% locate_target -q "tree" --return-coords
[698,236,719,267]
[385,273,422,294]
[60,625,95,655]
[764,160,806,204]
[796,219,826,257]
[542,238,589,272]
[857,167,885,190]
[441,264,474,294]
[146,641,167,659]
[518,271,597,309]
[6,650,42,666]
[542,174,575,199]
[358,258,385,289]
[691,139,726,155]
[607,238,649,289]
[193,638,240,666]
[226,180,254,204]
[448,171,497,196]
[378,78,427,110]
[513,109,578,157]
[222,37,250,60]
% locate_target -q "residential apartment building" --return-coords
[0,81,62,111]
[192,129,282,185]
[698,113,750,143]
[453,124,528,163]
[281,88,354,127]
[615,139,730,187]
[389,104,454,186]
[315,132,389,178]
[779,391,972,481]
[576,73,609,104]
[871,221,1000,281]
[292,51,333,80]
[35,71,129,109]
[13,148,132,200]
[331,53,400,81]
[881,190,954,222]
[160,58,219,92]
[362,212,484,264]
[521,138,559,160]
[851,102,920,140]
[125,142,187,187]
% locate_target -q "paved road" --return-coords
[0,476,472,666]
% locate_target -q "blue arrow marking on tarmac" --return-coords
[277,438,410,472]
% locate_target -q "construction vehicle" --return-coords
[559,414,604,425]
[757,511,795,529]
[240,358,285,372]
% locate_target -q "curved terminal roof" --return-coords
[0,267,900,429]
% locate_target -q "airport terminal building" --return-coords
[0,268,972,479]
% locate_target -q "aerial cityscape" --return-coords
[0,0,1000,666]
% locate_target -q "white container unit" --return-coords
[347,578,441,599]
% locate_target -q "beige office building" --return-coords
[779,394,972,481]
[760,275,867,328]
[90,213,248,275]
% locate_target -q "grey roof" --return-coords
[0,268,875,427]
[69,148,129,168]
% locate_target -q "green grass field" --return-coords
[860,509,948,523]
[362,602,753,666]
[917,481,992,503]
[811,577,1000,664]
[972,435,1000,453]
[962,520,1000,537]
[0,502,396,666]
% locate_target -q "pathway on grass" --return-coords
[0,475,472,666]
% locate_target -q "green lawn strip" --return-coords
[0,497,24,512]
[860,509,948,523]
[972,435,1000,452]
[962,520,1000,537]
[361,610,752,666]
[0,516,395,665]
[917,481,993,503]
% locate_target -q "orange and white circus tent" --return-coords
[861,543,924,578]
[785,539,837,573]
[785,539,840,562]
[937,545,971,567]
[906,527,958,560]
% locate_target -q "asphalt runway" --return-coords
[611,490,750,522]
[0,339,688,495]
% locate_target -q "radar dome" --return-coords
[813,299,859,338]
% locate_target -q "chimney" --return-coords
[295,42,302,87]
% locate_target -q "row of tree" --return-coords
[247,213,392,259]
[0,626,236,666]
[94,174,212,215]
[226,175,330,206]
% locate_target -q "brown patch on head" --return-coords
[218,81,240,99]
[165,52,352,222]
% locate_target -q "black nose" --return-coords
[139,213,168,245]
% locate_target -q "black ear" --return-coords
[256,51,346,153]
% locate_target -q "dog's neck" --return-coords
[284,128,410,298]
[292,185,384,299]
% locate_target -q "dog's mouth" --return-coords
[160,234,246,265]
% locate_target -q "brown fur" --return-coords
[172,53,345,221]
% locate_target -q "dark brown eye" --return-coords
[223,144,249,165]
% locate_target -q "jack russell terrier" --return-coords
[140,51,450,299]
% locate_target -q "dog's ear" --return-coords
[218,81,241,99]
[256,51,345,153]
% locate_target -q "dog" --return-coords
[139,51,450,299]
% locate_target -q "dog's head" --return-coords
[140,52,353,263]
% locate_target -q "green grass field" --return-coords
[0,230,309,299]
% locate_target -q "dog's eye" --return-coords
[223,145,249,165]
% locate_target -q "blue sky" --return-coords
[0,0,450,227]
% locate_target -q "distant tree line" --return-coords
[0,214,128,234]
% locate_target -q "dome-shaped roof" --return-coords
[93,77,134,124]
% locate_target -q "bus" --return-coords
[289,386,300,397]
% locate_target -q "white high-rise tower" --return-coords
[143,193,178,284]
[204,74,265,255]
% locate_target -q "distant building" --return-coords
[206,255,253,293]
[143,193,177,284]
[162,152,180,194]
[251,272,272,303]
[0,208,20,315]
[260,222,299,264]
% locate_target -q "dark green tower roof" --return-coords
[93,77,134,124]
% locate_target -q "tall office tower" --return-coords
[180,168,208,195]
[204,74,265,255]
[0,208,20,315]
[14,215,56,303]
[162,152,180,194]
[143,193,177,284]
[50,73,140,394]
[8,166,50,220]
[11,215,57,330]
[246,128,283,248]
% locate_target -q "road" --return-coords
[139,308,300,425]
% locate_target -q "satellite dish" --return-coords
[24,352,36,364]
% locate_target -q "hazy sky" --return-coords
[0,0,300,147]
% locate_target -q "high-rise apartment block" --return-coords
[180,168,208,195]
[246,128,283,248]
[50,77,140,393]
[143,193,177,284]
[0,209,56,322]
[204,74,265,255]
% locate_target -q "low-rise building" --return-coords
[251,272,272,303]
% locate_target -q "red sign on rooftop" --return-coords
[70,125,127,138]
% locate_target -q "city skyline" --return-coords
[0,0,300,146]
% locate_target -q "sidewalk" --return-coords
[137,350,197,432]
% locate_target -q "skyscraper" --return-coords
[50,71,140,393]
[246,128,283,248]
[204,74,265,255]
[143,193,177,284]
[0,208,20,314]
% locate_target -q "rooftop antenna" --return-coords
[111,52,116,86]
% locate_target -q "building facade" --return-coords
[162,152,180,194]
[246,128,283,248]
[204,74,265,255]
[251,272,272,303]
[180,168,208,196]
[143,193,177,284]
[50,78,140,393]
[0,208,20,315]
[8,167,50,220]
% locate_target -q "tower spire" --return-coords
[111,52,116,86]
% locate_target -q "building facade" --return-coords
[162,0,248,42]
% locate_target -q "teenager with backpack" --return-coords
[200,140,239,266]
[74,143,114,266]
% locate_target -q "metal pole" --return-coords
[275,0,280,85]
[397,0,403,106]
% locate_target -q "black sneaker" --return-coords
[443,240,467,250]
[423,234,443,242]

■ Exercise aim: Count the rows above that contain the string "black", treating case as significant. Reply with the number only.

■ Worked answer: 3